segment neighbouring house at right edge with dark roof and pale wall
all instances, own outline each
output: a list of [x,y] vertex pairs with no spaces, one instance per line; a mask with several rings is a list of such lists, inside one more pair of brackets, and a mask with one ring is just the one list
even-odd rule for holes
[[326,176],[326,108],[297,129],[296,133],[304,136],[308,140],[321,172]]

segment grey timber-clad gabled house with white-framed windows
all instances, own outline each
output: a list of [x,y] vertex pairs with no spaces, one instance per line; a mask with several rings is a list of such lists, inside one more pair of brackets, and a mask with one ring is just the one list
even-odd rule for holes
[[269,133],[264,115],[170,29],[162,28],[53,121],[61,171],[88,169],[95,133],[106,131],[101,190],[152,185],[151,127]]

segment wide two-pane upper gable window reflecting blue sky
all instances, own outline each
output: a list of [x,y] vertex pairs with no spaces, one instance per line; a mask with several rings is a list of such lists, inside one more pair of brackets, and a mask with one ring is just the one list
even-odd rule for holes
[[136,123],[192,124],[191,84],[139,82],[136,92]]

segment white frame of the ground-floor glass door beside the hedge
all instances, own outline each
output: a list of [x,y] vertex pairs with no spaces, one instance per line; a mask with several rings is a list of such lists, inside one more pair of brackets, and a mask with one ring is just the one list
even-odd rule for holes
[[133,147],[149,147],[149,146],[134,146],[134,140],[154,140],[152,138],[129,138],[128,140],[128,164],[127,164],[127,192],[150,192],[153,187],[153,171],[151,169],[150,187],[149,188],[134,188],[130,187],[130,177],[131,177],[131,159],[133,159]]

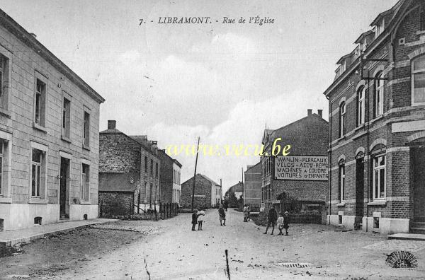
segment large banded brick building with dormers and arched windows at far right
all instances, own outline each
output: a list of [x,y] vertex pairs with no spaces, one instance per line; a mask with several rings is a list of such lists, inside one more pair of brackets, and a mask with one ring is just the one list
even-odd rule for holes
[[371,26],[324,91],[328,223],[407,233],[425,222],[425,2],[401,0]]

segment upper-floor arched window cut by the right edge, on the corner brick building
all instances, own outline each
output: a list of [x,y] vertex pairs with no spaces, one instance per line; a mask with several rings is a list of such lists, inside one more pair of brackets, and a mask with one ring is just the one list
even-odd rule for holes
[[412,105],[425,104],[425,55],[412,62]]

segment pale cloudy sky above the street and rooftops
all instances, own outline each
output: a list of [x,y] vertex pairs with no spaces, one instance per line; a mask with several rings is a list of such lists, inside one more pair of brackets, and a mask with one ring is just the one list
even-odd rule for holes
[[[278,129],[307,109],[327,119],[322,93],[336,61],[396,2],[1,0],[0,8],[106,98],[101,130],[115,119],[121,132],[166,148],[198,136],[201,144],[261,144],[266,125]],[[159,24],[166,16],[211,23]],[[255,16],[274,22],[222,23]],[[174,158],[181,182],[193,176],[193,155]],[[197,173],[222,179],[225,191],[258,162],[200,153]]]

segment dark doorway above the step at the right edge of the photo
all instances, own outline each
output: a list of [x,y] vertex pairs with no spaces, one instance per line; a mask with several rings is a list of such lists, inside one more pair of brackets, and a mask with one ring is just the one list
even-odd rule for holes
[[425,222],[425,146],[411,147],[413,171],[413,221]]

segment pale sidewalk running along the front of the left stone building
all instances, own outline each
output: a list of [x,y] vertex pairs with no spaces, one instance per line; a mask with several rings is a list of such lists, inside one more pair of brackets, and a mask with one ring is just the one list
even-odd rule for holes
[[0,247],[10,247],[17,243],[26,243],[31,240],[42,238],[50,233],[60,233],[83,226],[96,225],[100,223],[111,223],[119,220],[112,218],[94,218],[82,221],[67,221],[62,223],[50,223],[48,225],[33,226],[16,231],[4,231],[0,233]]

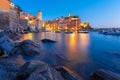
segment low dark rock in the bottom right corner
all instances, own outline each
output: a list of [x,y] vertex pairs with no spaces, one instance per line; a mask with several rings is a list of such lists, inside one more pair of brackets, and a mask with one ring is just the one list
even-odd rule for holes
[[107,70],[97,70],[90,75],[91,80],[120,80],[120,75]]

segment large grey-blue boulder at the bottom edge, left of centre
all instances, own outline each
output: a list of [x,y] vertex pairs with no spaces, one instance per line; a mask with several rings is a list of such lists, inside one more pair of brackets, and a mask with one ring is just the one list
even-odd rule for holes
[[16,80],[64,80],[53,67],[41,61],[31,61],[23,65]]

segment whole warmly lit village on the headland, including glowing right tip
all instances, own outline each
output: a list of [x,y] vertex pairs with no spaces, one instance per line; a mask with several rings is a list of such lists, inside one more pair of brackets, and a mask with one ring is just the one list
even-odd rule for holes
[[68,14],[68,17],[62,16],[61,18],[56,18],[54,20],[46,21],[44,27],[50,30],[79,30],[79,29],[89,29],[89,22],[81,22],[79,16],[71,16]]

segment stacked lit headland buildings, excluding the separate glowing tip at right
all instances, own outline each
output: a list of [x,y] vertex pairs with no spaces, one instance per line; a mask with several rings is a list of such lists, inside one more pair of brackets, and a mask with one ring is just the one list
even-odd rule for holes
[[56,18],[52,21],[48,21],[46,26],[47,28],[52,28],[52,30],[77,30],[81,20],[79,16],[71,16]]

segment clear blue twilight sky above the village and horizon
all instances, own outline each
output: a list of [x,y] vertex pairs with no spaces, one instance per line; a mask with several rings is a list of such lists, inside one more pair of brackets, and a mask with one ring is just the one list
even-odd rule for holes
[[80,16],[90,22],[94,28],[120,27],[120,0],[12,0],[24,11],[37,16],[43,13],[43,20],[52,20],[61,16]]

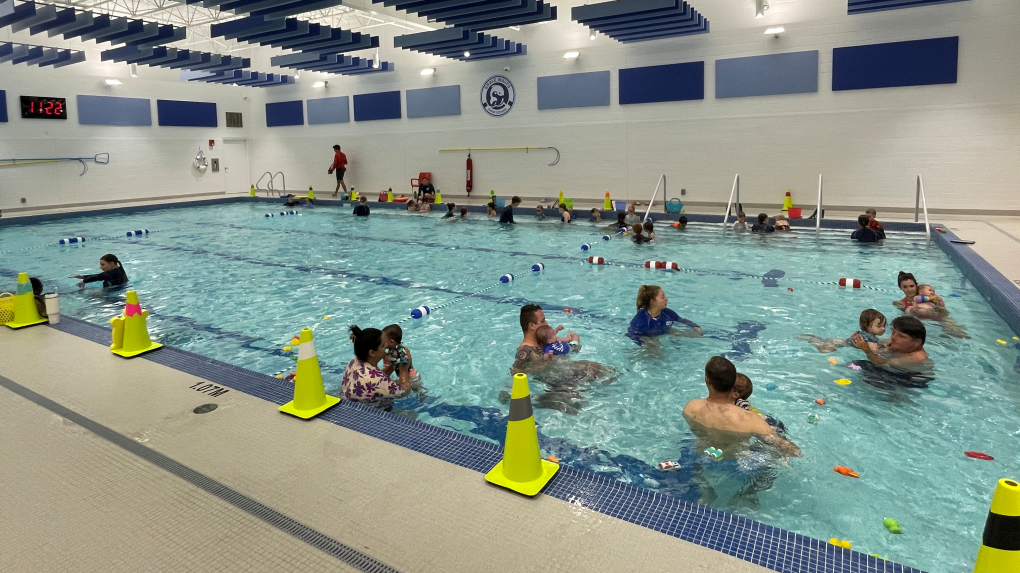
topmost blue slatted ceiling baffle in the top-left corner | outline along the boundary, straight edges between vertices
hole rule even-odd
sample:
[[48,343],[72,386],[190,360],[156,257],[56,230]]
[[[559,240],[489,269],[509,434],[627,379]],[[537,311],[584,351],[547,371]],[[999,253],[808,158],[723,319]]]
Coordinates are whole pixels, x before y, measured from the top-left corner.
[[95,40],[114,46],[159,46],[184,40],[187,35],[184,27],[57,8],[34,1],[14,6],[13,0],[0,0],[0,29],[8,25],[11,32],[28,30],[32,36],[45,32],[52,38],[62,34],[64,40],[79,38],[83,42]]

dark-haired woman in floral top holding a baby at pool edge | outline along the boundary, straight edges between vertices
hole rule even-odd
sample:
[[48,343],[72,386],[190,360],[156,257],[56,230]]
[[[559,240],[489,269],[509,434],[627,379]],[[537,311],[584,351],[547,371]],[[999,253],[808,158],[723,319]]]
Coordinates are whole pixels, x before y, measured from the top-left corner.
[[351,342],[354,343],[354,358],[348,363],[340,384],[343,398],[376,408],[390,408],[395,399],[411,392],[410,383],[405,387],[390,377],[392,372],[387,370],[392,370],[392,366],[378,368],[379,361],[386,357],[381,330],[351,326]]

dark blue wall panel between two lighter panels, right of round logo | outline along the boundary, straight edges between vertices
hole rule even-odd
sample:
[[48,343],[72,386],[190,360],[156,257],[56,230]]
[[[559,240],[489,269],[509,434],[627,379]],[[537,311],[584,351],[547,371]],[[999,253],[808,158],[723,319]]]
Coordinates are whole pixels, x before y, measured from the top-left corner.
[[620,104],[705,99],[705,62],[620,69]]

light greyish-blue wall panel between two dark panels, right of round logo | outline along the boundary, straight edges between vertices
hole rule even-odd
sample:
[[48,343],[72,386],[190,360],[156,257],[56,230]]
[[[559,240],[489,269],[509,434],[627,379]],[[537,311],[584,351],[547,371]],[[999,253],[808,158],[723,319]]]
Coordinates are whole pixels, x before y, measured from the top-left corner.
[[715,60],[715,97],[818,91],[818,50]]

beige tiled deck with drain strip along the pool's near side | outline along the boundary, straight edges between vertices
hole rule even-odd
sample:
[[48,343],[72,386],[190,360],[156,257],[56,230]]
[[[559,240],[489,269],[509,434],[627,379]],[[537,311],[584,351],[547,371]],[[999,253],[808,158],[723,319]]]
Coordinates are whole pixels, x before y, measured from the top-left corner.
[[0,571],[764,570],[56,328],[0,348]]

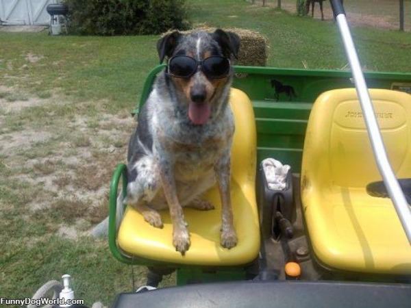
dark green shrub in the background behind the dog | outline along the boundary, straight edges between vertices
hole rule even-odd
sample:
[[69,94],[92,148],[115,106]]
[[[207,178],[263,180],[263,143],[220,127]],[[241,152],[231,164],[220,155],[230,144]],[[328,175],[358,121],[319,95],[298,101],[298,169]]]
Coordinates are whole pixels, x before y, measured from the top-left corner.
[[64,0],[69,31],[83,35],[160,34],[188,29],[185,0]]

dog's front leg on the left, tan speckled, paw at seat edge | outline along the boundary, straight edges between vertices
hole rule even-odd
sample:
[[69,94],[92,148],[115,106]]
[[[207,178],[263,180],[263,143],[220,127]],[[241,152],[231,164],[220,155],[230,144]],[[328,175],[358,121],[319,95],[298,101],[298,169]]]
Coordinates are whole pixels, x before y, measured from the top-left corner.
[[164,155],[159,159],[160,179],[164,190],[164,196],[169,203],[171,221],[173,222],[173,245],[175,250],[184,255],[190,247],[190,235],[188,234],[187,224],[184,220],[182,206],[177,198],[177,190],[174,177],[174,164],[171,159]]

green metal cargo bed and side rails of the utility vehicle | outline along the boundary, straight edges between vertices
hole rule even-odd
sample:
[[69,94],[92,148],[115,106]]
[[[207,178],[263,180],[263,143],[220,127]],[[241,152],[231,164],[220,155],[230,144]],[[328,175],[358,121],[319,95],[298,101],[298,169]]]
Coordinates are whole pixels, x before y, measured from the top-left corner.
[[[156,66],[147,76],[140,101],[133,114],[138,114],[138,110],[149,97],[155,77],[164,67],[164,64]],[[306,125],[312,103],[314,103],[316,97],[325,90],[353,87],[350,81],[351,73],[343,70],[300,70],[235,66],[235,72],[234,87],[245,91],[253,102],[258,132],[258,162],[266,157],[277,157],[282,162],[290,164],[294,172],[299,172],[301,168]],[[411,74],[406,73],[366,73],[365,77],[370,88],[390,88],[393,82],[411,84]],[[275,101],[273,89],[270,85],[272,78],[295,88],[297,94],[299,94],[299,101],[284,101],[284,97],[280,97],[281,101]],[[161,264],[164,266],[164,263],[128,256],[116,244],[116,207],[118,206],[116,198],[121,177],[123,179],[123,196],[127,192],[126,170],[127,168],[124,164],[119,164],[114,171],[110,183],[110,251],[116,259],[126,264],[147,266]],[[177,274],[177,283],[179,284],[185,283],[190,279],[205,277],[205,274],[201,274],[201,266],[168,265],[180,268],[179,274]],[[243,277],[244,269],[223,268],[219,274],[221,277],[241,279],[240,277]],[[210,279],[210,275],[206,278],[206,280],[208,279]]]

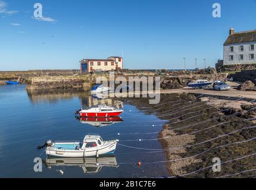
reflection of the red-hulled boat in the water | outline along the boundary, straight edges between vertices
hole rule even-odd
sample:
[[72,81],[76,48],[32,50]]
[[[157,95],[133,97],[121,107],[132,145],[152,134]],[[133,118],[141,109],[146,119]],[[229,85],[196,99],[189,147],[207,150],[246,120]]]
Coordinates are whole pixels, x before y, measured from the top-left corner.
[[82,124],[89,124],[92,126],[107,126],[123,122],[119,117],[111,118],[79,118]]

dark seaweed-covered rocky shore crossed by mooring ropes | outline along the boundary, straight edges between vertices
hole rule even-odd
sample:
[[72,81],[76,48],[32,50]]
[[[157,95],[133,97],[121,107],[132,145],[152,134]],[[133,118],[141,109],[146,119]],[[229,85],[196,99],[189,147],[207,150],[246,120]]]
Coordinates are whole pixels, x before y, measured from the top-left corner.
[[[180,99],[182,102],[177,102],[179,105],[170,103]],[[148,105],[143,99],[132,102],[137,106]],[[256,142],[253,138],[256,137],[256,131],[254,128],[245,127],[254,126],[256,122],[245,119],[256,118],[255,110],[246,112],[256,107],[256,103],[208,97],[197,100],[189,94],[163,94],[160,105],[164,102],[166,104],[157,111],[150,108],[144,111],[154,113],[161,119],[170,119],[159,134],[163,149],[169,148],[165,152],[166,160],[173,160],[167,162],[170,176],[217,178],[246,169],[255,169],[254,156],[223,164],[221,172],[213,172],[211,167],[202,168],[212,166],[215,157],[220,158],[221,162],[226,162],[254,153]],[[233,133],[229,134],[230,132]],[[189,174],[198,169],[202,170]],[[251,178],[255,175],[256,172],[248,172],[235,177]]]

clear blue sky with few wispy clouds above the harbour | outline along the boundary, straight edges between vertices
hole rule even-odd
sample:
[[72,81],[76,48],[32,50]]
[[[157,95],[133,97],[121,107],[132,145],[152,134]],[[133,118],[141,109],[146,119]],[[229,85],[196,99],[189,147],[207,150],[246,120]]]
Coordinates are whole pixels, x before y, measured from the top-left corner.
[[[43,5],[46,21],[33,17]],[[213,4],[221,18],[213,18]],[[0,0],[0,71],[78,69],[83,58],[121,56],[124,68],[214,66],[229,28],[255,29],[255,0]]]

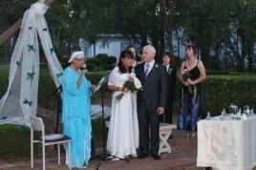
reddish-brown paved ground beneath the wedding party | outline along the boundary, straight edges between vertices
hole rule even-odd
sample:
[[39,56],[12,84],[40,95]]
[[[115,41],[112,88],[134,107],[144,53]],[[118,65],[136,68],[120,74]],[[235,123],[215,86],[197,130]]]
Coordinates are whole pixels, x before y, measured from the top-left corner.
[[[169,143],[172,146],[171,154],[162,154],[160,160],[147,157],[146,159],[129,159],[130,162],[123,160],[110,160],[102,162],[99,170],[203,170],[196,167],[197,159],[197,139],[185,139],[181,131],[174,131]],[[47,159],[47,170],[66,170],[65,159],[62,157],[61,165],[57,165],[56,158]],[[94,159],[90,162],[88,170],[96,170],[99,160]],[[40,170],[41,160],[36,160],[34,170]],[[29,170],[30,161],[15,162],[9,164],[1,163],[1,170]]]

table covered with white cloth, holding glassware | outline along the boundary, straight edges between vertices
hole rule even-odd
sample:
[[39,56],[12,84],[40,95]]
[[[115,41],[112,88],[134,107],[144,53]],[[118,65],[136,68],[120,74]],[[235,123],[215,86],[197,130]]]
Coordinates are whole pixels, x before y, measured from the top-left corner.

Your task:
Wherever the string "arched" turns up in the material, copy the whole line.

Answer space:
segment large banded brick building with dormers and arched windows at far right
segment upper-floor arched window cut by the right edge, on the corner brick building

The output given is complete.